*** Source text ***

We decided to start by reaching out to a couple of our internal subject matter experts (SMEs) in this space. Zooming through the object map with them in Figma, we were able to get some reasonable feedback one on one — but it was easy to get tripped up trying to figure out where to navigate next on the big map as we were trying to ask our questions. We could tell that trying to do this in a big group of providers and EHR admins over a Teams call would be a recipe for disaster. But going through the exercise with these SMEs, we were able to get really clear on some of the questions we needed to validate:

  • Were these the right objects? And did all of these things need to be objects, or could they be free text in the Treatment plan?
  • How, specifically, did Objectives and Interventions play together? Did providers need suggested content here, or did they always want to write it their own way?
  • What about our list of things someone could do to a treatment plan? We knew that these plans had a review cycle and had to be signed by the patient and providers; Did that mean the current plan was closed and a new one created? Or were we just capturing a snapshot in time?

***

* [Try it]: Pick up the text on testing the treatment plan object map with subject matter experts and continue it from its last sentence. These entries come from a separate source.

*** Data excerpts ***

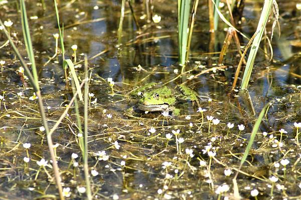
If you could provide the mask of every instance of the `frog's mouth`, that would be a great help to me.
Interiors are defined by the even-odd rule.
[[[137,108],[139,110],[145,111],[162,111],[163,110],[169,110],[170,105],[168,104],[146,105],[138,103],[137,104]]]

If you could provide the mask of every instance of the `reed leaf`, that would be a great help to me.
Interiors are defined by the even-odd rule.
[[[70,71],[71,72],[71,74],[72,75],[72,77],[73,78],[73,80],[74,81],[74,83],[75,83],[75,86],[76,87],[76,90],[78,93],[79,100],[83,101],[83,95],[80,89],[79,81],[78,81],[78,79],[77,78],[77,75],[76,75],[76,72],[75,72],[74,65],[73,65],[73,63],[70,59],[64,60],[64,61],[63,61],[63,68],[64,69],[67,69],[67,66],[69,66]]]
[[[178,28],[179,28],[179,60],[180,64],[186,63],[187,43],[188,39],[188,22],[190,10],[190,0],[178,0]]]
[[[266,23],[268,20],[268,17],[273,5],[273,0],[265,0],[264,1],[263,8],[262,9],[260,18],[259,19],[259,22],[258,22],[257,30],[255,33],[256,36],[254,38],[252,46],[251,47],[250,54],[249,54],[246,68],[242,78],[241,86],[241,90],[246,90],[248,87],[250,77],[251,77],[251,74],[252,73],[252,70],[253,69],[253,66],[255,61],[255,58],[259,47],[261,38],[262,37],[262,34],[263,34]]]

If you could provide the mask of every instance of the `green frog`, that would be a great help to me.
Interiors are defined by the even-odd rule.
[[[135,110],[147,112],[171,111],[174,115],[180,113],[175,106],[180,101],[196,102],[200,107],[198,94],[184,85],[177,86],[175,89],[163,86],[156,88],[158,84],[150,83],[133,90],[130,95],[137,97]],[[155,88],[155,89],[154,89]]]

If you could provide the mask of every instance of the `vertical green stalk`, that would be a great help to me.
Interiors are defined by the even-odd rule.
[[[121,36],[122,35],[122,24],[124,18],[124,5],[125,0],[121,2],[121,10],[120,11],[120,20],[119,21],[119,27],[118,28],[118,44],[121,43]]]
[[[215,0],[215,5],[217,6],[217,7],[218,8],[218,6],[219,5],[220,0]],[[217,30],[217,26],[218,25],[218,19],[219,19],[219,15],[218,13],[216,10],[216,8],[214,7],[213,8],[214,14],[213,14],[213,21],[214,22],[214,31],[216,31]]]
[[[84,148],[84,171],[85,173],[85,179],[86,180],[86,187],[87,197],[88,199],[92,199],[91,193],[91,188],[90,186],[90,175],[89,174],[89,165],[88,163],[88,84],[89,79],[88,78],[88,59],[87,56],[85,56],[85,96],[84,97],[84,141],[85,147]]]
[[[263,8],[262,9],[259,22],[258,22],[257,28],[255,33],[256,36],[254,38],[254,41],[251,47],[251,50],[250,51],[250,54],[248,58],[248,61],[247,61],[246,69],[243,74],[241,86],[241,90],[246,90],[248,87],[256,55],[259,47],[262,34],[265,29],[265,26],[268,20],[268,16],[272,8],[273,1],[273,0],[264,1]]]
[[[190,9],[190,0],[178,1],[179,60],[180,64],[182,65],[184,65],[186,61]]]

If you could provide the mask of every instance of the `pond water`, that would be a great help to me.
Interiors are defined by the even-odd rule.
[[[12,38],[29,62],[19,3],[5,2],[0,0],[0,19],[13,22]],[[126,4],[121,45],[117,40],[121,1],[58,2],[64,26],[65,58],[74,60],[71,47],[77,45],[80,81],[84,79],[84,54],[88,58],[89,92],[94,94],[88,117],[88,162],[93,171],[90,179],[94,198],[214,199],[220,197],[219,186],[226,188],[227,185],[229,189],[221,192],[222,198],[232,199],[232,178],[259,113],[271,100],[247,162],[237,177],[240,194],[244,199],[255,199],[251,191],[256,189],[258,199],[301,198],[300,148],[295,137],[301,130],[294,125],[301,122],[301,10],[296,8],[297,1],[277,1],[281,34],[276,25],[271,43],[273,58],[270,60],[268,44],[275,20],[272,18],[248,92],[243,93],[231,92],[240,58],[233,41],[224,65],[217,65],[228,27],[220,21],[218,31],[214,35],[209,32],[207,1],[199,3],[189,63],[182,75],[178,63],[177,1],[153,1],[152,13],[162,17],[159,23],[147,22],[142,1],[132,1],[139,27]],[[249,38],[256,30],[261,2],[244,1],[243,17],[237,28]],[[55,53],[53,35],[58,33],[53,2],[45,1],[45,11],[41,2],[31,1],[26,6],[51,127],[73,94],[65,89],[61,54],[50,60]],[[226,9],[221,8],[223,13]],[[239,39],[245,46],[248,41]],[[7,40],[0,32],[0,46]],[[40,128],[43,123],[37,101],[29,99],[34,91],[28,81],[30,88],[24,88],[17,73],[20,62],[10,45],[0,48],[1,60],[6,63],[0,77],[0,94],[5,99],[0,100],[0,198],[58,198],[51,165],[41,168],[36,162],[44,158],[49,164],[50,157],[45,132]],[[114,82],[113,92],[108,78]],[[183,101],[175,105],[180,109],[177,116],[129,111],[137,100],[130,92],[150,82],[156,83],[157,88],[164,85],[173,90],[185,84],[198,93],[199,106],[206,111],[198,112],[196,103]],[[83,103],[80,102],[79,107],[83,121]],[[52,138],[58,145],[55,152],[63,186],[70,188],[66,195],[77,199],[85,198],[80,192],[85,182],[76,115],[72,107]],[[214,125],[207,116],[219,122]],[[234,124],[233,128],[227,126],[229,122]],[[243,130],[239,130],[240,124]],[[25,143],[30,143],[30,148],[24,148]],[[72,157],[72,153],[79,156]],[[25,157],[30,158],[29,162]],[[289,162],[283,165],[285,159]],[[273,182],[272,176],[277,181]]]

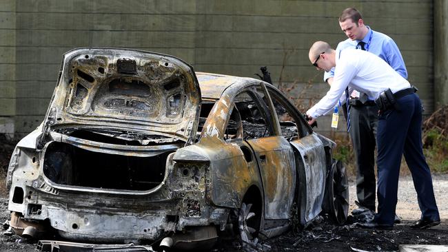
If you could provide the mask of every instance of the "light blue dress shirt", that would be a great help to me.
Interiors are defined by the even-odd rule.
[[[344,49],[356,48],[358,43],[360,41],[363,41],[366,43],[365,46],[365,48],[367,46],[367,44],[369,44],[369,39],[371,34],[371,39],[368,46],[367,51],[383,59],[387,63],[387,64],[389,64],[389,65],[392,67],[396,72],[405,79],[407,79],[407,71],[406,70],[403,57],[401,56],[400,50],[398,50],[398,47],[394,40],[385,34],[372,30],[369,26],[367,26],[367,28],[369,28],[369,32],[362,41],[352,41],[350,39],[347,39],[339,43],[336,49],[336,57],[340,55],[340,52]],[[324,74],[324,81],[327,81],[328,78],[334,76],[334,68]]]

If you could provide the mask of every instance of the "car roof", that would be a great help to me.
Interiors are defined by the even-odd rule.
[[[224,90],[232,85],[244,85],[261,81],[253,78],[201,72],[196,72],[196,76],[199,82],[201,94],[203,99],[219,99]]]

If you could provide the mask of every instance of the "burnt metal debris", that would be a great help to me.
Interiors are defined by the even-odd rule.
[[[50,249],[190,249],[223,233],[254,245],[293,217],[307,227],[323,206],[343,222],[348,187],[335,143],[265,81],[139,50],[65,53],[43,121],[9,164],[12,230],[88,242],[41,242]]]

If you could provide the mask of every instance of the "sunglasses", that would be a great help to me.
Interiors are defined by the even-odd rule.
[[[319,54],[319,55],[317,56],[317,59],[316,59],[316,61],[314,61],[314,63],[313,63],[313,65],[317,67],[317,61],[319,60],[319,58],[320,58],[320,54],[325,54],[325,52],[322,52]]]

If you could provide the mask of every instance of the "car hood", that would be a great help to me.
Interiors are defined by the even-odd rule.
[[[128,49],[77,48],[63,55],[44,125],[119,129],[191,142],[200,104],[193,68],[179,59]]]

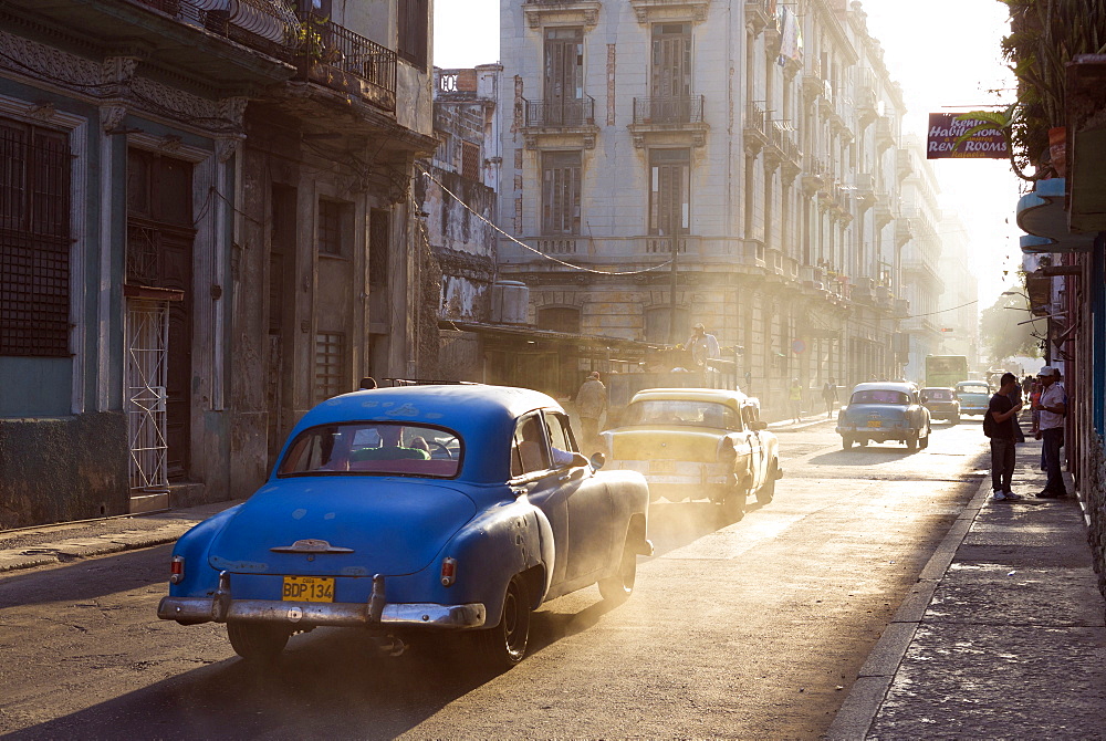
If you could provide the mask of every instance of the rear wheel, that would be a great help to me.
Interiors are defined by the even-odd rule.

***

* [Result of this exercise]:
  • How do provides need to track progress against the plan, and how did they expect that to show up in their progress notes?

These questions in mind, we decided to break out our object map into a series of PowerPoint slides, which included:

  1. An overview of the OOUX process and what the different colored boxes on the object map mean
  2. Our experience vision for the treatment plan
  3. The first 3 objects we identified — treatment plan, goals, and diagnosis — and how we had defined them
  4. A few of the critical CTAs we had identified, and some key questions we had about how the were expected to work
  5. A handful of the important attributes we identified for treatment plans, with our questions on those
  6. The specific sub-objects within the treatment plan — objectives and interventions — and our questions around how they were meant to work with each other, and within the context of the treatment plan itself.

With these slides, we were able to engage the user group in a robust conversation over a 40 minute call. Keeping things at the object and attribute level helped us get to the core of what the treatment plan should be and do, without the baggage we often find when we try to validate more “finished” prototypes types. Even better, it gave participants the freedom to challenge and correct our assumptions, which helped us see aspects of the problem we hadn’t even considered before. Best of all, the participants loved it; feedback in the meeting chat suggested that they found it productive and engaging. And the user group lead, one of our internal SMEs, was overjoyed.

So the tl;dr on this? OOUX can absolutely be validated with users, when you structure the conversation thoughtfully. Some tips on making it work:

  1. Get really clear on the questions you have to answer based on the map. This will help you structure the conversation.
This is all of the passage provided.